• _WHAT TO DO_: Pull out every line of the records below that contains the string "band", matching case exactly.

• _EXERCISE INPUT_:
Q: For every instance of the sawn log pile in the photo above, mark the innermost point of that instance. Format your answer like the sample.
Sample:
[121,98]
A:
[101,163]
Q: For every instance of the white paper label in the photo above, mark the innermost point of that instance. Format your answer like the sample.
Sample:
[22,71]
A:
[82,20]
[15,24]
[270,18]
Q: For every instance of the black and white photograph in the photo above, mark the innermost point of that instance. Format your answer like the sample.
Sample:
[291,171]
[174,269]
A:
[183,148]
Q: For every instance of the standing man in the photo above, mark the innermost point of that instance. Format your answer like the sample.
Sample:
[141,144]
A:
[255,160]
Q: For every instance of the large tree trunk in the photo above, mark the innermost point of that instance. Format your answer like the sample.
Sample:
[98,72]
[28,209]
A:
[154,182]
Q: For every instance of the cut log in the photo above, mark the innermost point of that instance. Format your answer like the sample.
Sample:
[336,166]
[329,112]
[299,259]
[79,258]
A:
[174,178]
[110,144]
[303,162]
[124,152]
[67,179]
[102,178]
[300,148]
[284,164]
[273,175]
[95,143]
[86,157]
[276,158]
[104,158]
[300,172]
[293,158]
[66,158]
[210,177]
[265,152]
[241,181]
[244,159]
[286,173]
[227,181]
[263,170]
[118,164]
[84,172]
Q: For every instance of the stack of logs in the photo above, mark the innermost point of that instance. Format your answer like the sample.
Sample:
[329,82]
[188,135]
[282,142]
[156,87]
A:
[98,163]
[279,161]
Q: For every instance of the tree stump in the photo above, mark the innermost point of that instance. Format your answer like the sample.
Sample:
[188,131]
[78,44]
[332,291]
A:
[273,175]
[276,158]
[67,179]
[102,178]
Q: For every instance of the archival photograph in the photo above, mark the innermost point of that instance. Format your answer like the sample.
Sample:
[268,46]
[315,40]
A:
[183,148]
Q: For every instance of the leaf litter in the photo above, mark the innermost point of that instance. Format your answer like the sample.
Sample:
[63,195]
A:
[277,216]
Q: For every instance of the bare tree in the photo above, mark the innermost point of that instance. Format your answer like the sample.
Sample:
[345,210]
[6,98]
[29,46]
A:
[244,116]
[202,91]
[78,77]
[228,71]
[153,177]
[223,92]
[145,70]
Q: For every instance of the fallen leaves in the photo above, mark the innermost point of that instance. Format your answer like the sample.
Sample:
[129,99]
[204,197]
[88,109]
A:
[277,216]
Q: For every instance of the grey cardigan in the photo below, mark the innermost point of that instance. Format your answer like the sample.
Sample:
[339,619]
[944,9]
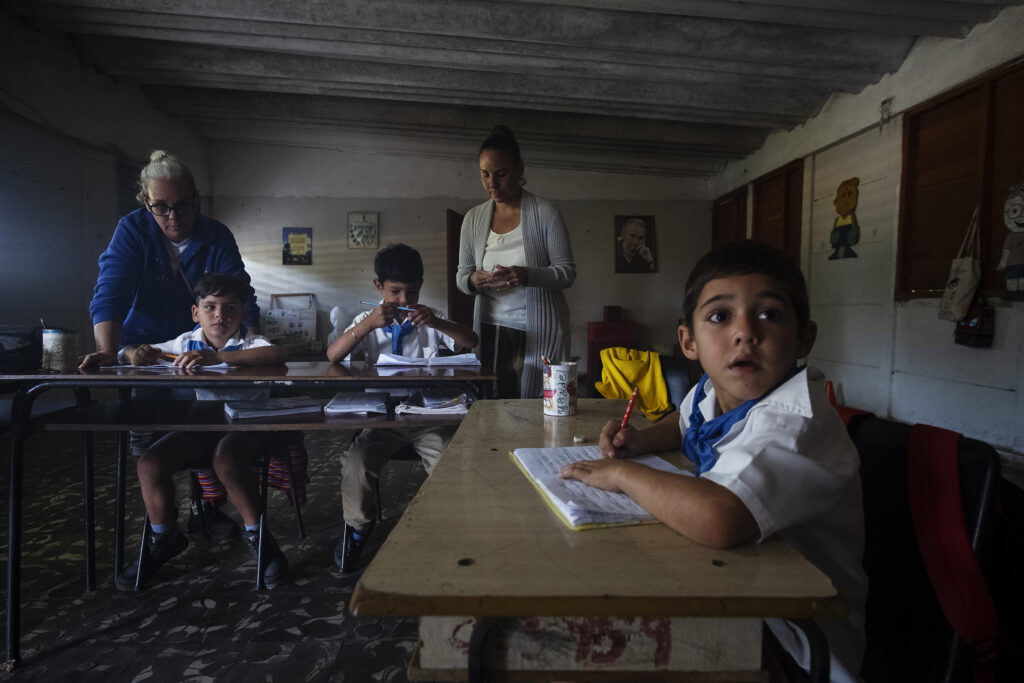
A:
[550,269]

---

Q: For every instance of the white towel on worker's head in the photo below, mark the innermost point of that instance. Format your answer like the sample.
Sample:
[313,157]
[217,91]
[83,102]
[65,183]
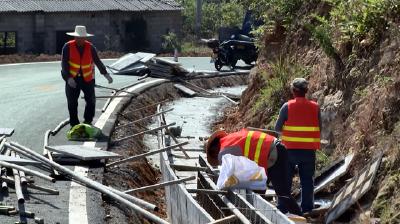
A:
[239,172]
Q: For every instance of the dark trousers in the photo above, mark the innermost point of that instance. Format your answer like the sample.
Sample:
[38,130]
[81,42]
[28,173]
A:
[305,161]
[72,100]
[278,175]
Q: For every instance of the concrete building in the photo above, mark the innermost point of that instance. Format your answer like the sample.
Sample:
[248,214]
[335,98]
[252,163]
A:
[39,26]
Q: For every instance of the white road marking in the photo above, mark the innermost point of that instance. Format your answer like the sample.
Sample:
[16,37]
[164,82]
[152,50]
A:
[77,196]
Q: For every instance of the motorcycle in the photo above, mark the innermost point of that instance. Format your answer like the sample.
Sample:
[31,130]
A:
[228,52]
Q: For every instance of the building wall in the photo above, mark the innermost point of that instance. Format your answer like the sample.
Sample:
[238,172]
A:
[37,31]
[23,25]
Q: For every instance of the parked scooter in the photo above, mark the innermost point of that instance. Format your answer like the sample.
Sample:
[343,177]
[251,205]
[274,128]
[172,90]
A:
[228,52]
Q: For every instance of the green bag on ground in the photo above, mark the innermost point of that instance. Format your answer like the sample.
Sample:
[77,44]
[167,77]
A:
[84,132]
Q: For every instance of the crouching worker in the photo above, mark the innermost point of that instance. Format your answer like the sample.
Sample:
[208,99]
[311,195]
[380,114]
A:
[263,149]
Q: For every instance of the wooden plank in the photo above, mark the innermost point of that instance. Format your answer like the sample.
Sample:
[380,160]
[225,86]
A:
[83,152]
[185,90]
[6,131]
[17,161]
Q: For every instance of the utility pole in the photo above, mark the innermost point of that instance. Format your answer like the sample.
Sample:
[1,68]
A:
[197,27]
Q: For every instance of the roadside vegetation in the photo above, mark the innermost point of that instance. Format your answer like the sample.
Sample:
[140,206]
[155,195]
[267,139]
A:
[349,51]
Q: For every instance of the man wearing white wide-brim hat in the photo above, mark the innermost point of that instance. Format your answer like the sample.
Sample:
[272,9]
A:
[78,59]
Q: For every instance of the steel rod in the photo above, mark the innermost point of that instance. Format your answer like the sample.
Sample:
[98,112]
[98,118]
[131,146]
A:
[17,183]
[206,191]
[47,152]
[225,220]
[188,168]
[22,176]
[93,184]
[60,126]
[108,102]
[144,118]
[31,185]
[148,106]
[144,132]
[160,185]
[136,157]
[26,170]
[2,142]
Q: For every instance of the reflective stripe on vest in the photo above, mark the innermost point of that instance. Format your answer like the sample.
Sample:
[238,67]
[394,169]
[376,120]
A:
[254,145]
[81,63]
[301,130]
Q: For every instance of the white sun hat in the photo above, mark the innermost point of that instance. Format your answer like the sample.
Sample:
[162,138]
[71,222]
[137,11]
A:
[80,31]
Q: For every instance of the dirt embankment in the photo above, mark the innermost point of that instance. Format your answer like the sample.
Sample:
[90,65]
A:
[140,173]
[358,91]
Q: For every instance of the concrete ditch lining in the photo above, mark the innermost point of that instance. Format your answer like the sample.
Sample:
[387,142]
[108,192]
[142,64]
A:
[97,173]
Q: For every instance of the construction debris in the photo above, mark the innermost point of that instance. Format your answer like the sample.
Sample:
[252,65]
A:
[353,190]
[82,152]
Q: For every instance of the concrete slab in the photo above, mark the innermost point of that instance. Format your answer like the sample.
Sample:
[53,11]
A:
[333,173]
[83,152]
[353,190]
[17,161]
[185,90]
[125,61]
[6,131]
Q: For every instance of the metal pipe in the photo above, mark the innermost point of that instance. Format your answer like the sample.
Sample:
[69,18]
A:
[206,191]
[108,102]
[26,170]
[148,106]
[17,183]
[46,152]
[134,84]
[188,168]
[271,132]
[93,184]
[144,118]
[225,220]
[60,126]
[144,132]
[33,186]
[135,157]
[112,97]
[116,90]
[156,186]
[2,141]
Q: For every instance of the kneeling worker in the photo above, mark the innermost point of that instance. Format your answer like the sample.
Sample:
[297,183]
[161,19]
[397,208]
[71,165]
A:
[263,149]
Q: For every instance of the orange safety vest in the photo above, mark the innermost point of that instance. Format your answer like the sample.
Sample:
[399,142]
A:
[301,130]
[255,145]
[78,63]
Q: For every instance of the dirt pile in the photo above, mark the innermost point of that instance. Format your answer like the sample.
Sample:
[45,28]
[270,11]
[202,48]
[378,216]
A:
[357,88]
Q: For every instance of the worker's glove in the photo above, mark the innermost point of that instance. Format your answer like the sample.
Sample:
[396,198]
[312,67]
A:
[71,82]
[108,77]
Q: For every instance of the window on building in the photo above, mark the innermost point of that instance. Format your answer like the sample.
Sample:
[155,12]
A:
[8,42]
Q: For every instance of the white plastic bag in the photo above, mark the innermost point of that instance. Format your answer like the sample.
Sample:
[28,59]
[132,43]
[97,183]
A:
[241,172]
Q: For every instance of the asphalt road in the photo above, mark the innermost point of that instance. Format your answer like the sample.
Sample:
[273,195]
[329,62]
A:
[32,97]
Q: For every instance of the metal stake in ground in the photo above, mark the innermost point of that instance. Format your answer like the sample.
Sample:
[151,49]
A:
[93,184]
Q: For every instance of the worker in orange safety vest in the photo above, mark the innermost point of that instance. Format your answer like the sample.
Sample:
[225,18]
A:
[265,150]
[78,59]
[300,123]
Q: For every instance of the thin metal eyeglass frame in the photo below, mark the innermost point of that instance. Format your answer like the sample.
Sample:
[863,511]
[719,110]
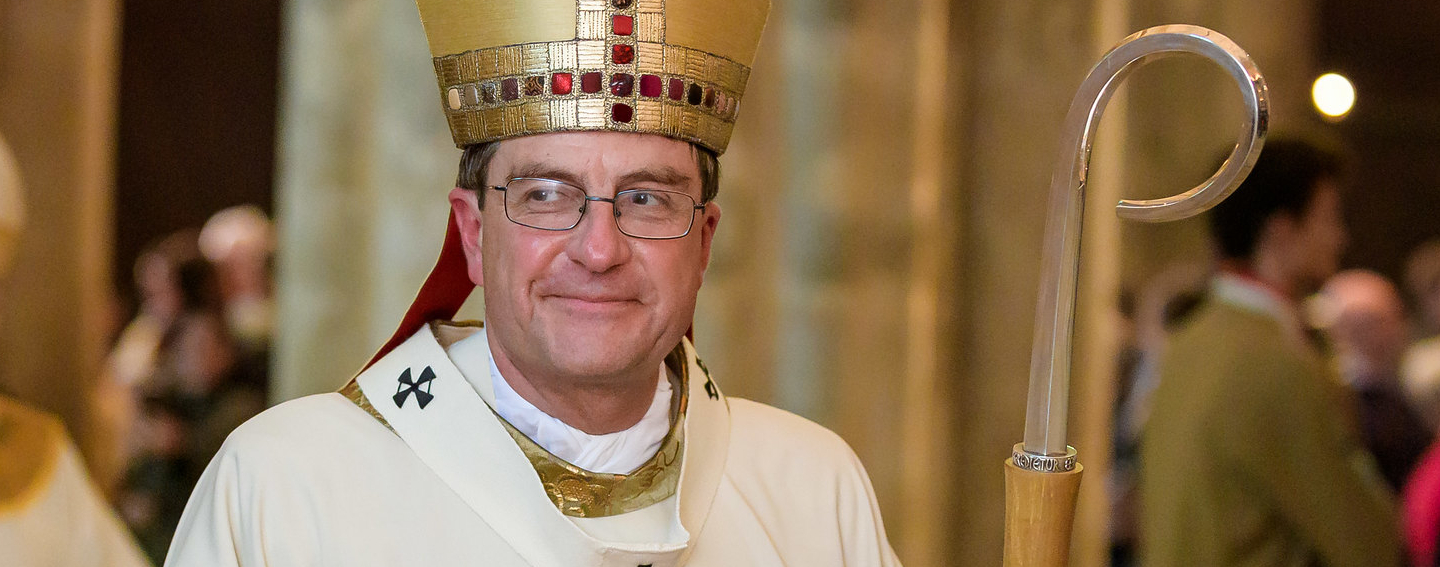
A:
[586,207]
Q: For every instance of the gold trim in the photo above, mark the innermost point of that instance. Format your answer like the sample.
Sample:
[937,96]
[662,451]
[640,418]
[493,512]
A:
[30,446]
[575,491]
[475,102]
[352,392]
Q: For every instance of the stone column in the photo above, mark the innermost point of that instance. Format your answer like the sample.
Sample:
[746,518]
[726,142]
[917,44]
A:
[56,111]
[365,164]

==

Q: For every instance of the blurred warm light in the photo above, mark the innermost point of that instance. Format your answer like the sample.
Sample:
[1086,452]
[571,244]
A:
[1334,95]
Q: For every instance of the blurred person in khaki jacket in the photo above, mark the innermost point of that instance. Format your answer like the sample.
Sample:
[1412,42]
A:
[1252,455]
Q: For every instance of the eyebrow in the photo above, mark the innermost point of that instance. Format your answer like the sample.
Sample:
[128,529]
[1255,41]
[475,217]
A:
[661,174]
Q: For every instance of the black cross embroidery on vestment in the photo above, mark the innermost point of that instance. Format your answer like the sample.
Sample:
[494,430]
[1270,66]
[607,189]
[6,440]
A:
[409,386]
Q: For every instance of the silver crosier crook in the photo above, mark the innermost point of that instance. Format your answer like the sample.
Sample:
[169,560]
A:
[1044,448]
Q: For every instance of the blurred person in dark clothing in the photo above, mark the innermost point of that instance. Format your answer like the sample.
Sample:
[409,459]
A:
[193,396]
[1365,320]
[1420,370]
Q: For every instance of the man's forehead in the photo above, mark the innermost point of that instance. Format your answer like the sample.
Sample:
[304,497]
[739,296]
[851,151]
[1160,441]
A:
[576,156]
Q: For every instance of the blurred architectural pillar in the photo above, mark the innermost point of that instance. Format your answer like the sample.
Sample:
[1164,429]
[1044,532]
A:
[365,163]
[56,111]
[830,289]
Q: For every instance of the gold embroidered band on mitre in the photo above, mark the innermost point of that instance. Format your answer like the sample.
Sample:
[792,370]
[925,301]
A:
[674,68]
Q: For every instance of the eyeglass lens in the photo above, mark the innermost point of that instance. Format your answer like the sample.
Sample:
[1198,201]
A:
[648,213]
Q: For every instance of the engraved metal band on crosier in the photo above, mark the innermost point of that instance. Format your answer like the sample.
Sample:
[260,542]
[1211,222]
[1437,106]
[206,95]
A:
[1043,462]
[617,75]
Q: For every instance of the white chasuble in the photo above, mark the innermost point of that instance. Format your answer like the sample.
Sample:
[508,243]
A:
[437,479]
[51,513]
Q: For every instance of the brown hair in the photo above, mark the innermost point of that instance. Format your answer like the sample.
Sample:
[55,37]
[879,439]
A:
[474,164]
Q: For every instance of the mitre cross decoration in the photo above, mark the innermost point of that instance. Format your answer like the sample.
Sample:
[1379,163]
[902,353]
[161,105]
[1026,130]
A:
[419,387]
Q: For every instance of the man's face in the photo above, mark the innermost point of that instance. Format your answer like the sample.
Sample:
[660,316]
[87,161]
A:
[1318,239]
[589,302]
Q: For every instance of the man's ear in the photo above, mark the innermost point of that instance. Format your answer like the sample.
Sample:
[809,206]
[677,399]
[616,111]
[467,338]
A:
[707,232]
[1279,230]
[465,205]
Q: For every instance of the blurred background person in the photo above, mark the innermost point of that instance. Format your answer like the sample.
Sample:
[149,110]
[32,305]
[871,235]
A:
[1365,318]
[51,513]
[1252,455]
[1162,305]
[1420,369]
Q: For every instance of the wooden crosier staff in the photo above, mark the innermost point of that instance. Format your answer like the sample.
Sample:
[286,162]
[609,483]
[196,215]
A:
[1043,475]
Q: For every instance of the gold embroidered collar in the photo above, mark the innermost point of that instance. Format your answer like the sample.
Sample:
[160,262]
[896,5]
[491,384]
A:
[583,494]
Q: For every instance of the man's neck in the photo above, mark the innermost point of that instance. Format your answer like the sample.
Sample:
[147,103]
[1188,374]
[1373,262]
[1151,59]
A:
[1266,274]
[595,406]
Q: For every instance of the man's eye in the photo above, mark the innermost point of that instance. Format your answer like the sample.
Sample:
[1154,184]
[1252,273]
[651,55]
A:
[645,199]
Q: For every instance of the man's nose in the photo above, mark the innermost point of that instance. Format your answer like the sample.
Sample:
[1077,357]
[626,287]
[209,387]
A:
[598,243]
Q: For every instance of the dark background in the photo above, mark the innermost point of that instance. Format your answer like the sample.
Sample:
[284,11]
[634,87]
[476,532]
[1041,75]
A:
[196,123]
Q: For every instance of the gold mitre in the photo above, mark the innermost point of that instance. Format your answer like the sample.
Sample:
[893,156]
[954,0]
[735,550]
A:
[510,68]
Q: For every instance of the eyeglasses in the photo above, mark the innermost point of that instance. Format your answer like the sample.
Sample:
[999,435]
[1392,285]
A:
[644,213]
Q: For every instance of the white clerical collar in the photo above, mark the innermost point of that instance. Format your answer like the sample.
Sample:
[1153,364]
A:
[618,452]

• _REPLY TO THE EXERCISE_:
Q: For every instance of the gold embroidered band on mitre in the photo above, mark the innermost point of that instance. Format your answer like the sample.
Q: For every instance of the engraved metal band on crosier in the photo above, mark the innermost point of that instance. Format your answer like the sample.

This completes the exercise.